0

In SQL Server, query execution plan, two operations (Parallelism and Hash Match) are getting 30 % and 45 % of the total cost.

What does it mean of Parallelism and Hash Match?

For Parallelism, I have checked on this link that Number of Parallelism can effect performance of query, how do I check what is number of degree of parallelism of server?

How to reduce this cost? I have no idea how can I reduce this cost.

enter image description here

enter image description here

My query is returning 42 million rows and joining 5 tables; no where conditions, no group by, order by clauses.

I have non-clustered indexes on join columns.

My query is:

SELECT
    [INV].SKU AS [INV_SKU],
    [INV].LOCATION_ID AS [INV_LOCATION_ID],
    [INV].DATE AS [INV_BALANCE_DATE],
    [INV].COST AS INV_COST,
    [ITEM].ITEM_ID,
    [ITEM].ITEM_NAME,
    [SPITEM].ITEMNumber As SP_ITEMID,
    [SPITEM].NAME,
    [SPITEM_DEPT].[SKEY],
    [SPITEM_DEPT].[DEPT_NAME],
    [Time].[DATE] AS [CAL_DATE],
    [Time].[CAL_NAME] AS [CAL_NAME],
    [Time].[YEAR_NAME] AS [YEAR_NAME],
    [Time].[YEAR_NUM] AS [YEAR_NUM],
    [Time].[YEAR_START_DT] AS [YEAR_START_DT],
    ISNUL(convert(INT, convert(varchar, [Time].[WEEK_END_DT], 112)), 0) AS [WEEK_END_DT_SKEY],
    CASE
       WHEN [ITEM].DEPARTMENT IS NULL
          THEN (CASE 
                   WHEN [SPITEM_DEPT].SPITEM_DEPT_NAME = 'UNSPECIFIED' 
                      THEN 0 
                   ELSE [SPITEM_DEPT].SPITEM_DEPT_NAME 
                END)

# # # #

» GIVEN INSTRUCTION
Answer these from the SQL Server query post:
(a) What share of the total cost do the Parallelism and Hash Match operations each take?
(b) How many rows does the query return, and how many tables does it join?
(c) What type of index is on the join columns?

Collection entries
# # # #

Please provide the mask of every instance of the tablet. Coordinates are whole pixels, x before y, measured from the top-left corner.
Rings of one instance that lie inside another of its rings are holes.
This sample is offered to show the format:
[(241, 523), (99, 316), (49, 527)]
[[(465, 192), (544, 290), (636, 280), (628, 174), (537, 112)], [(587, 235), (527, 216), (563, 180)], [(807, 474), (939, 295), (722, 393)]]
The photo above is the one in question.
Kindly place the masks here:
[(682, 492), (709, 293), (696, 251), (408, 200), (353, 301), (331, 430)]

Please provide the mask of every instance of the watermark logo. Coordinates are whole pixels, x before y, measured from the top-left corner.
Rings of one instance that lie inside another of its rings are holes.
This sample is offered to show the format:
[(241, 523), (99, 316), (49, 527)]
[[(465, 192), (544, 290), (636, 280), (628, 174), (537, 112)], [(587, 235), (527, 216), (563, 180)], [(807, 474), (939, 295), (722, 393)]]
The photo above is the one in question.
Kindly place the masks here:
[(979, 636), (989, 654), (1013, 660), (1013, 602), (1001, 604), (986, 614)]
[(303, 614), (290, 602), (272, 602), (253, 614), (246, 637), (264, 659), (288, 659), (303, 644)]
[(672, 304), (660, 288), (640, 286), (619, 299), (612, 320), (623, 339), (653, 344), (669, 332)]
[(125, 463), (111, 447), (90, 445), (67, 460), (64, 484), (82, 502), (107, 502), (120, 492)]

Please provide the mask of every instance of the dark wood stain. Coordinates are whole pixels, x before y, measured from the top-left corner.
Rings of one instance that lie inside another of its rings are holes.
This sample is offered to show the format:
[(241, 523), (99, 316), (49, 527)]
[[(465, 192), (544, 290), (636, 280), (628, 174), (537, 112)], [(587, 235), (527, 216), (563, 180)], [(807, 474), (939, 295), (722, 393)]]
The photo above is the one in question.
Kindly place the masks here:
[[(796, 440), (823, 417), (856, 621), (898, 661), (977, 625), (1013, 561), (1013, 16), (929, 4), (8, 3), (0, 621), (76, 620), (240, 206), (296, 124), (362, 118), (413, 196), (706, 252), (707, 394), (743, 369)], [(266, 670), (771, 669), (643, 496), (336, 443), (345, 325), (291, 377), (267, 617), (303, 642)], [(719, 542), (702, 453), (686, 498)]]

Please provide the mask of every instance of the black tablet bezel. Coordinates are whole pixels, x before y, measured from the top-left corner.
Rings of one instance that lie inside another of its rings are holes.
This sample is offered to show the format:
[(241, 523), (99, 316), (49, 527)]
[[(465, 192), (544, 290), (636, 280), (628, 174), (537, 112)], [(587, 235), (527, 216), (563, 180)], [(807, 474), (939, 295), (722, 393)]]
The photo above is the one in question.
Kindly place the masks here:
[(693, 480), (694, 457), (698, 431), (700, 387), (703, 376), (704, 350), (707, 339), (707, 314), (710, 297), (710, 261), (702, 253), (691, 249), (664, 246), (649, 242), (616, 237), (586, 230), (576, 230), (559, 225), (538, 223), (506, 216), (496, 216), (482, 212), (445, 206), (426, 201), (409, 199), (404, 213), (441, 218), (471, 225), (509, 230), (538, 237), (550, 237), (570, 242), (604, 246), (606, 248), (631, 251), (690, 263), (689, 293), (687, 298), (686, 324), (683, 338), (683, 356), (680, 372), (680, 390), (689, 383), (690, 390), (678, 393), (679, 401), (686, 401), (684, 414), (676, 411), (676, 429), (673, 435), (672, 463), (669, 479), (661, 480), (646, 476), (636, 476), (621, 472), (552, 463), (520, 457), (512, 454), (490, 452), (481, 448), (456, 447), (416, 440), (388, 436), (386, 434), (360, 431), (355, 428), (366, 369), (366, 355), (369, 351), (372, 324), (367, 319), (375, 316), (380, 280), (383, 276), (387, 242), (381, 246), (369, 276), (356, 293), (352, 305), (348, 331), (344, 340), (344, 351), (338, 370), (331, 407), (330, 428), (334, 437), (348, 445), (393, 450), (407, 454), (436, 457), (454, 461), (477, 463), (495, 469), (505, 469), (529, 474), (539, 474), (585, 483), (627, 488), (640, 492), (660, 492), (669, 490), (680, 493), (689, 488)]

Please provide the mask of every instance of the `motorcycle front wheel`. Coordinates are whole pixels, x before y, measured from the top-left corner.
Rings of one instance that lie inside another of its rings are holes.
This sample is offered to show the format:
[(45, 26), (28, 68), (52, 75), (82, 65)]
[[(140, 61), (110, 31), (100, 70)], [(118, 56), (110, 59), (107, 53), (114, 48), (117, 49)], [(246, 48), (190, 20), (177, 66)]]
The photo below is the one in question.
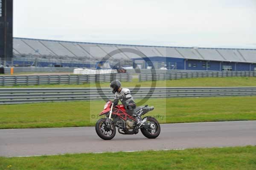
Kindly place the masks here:
[(116, 135), (116, 127), (111, 124), (110, 128), (108, 128), (105, 124), (106, 118), (99, 119), (95, 125), (95, 130), (98, 135), (104, 140), (112, 139)]
[(156, 138), (160, 134), (161, 128), (158, 121), (154, 118), (148, 117), (147, 123), (148, 124), (150, 129), (140, 129), (141, 133), (145, 137), (151, 139)]

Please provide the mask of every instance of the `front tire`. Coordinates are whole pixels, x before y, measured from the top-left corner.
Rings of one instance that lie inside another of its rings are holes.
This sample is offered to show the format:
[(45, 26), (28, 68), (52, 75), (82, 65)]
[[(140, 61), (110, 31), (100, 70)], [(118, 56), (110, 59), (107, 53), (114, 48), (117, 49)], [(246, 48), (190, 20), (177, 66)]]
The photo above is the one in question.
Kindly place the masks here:
[(104, 140), (112, 139), (116, 135), (116, 127), (114, 124), (111, 124), (111, 128), (108, 129), (105, 124), (107, 118), (99, 119), (95, 125), (95, 130), (98, 135)]
[(160, 124), (158, 121), (154, 118), (148, 117), (147, 123), (148, 124), (153, 124), (152, 127), (155, 126), (155, 129), (154, 130), (145, 129), (144, 128), (141, 128), (140, 131), (141, 133), (145, 137), (150, 138), (153, 139), (156, 138), (160, 134), (161, 128), (160, 127)]

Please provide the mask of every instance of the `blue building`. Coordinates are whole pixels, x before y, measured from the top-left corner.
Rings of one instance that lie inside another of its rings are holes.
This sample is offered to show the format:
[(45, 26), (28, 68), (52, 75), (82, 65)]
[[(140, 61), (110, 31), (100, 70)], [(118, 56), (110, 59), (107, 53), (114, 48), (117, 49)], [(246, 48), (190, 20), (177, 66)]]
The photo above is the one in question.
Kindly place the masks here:
[[(134, 68), (150, 68), (154, 65), (156, 69), (256, 71), (256, 49), (142, 46), (23, 38), (13, 39), (16, 62), (36, 62), (38, 66), (42, 66), (61, 65), (95, 67), (96, 63), (100, 63), (103, 58), (113, 52), (117, 52), (109, 58), (107, 57), (107, 61), (113, 67), (117, 63), (125, 62), (124, 66), (129, 66), (126, 63), (130, 63), (131, 66), (133, 63)], [(142, 58), (139, 53), (146, 57)]]

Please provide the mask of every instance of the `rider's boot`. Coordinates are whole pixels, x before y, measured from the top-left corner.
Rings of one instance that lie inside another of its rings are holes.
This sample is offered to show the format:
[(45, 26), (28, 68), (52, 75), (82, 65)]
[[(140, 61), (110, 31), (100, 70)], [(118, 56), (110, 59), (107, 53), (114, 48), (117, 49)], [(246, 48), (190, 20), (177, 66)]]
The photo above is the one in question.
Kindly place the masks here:
[(132, 115), (136, 119), (136, 124), (140, 124), (142, 120), (140, 116), (135, 112), (134, 112)]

# # # #

» IN RESPONSE
(a) Parallelism takes 30% and Hash Match takes 45%.
(b) It returns 42 million rows and joins 5 tables.
(c) Non-clustered indexes.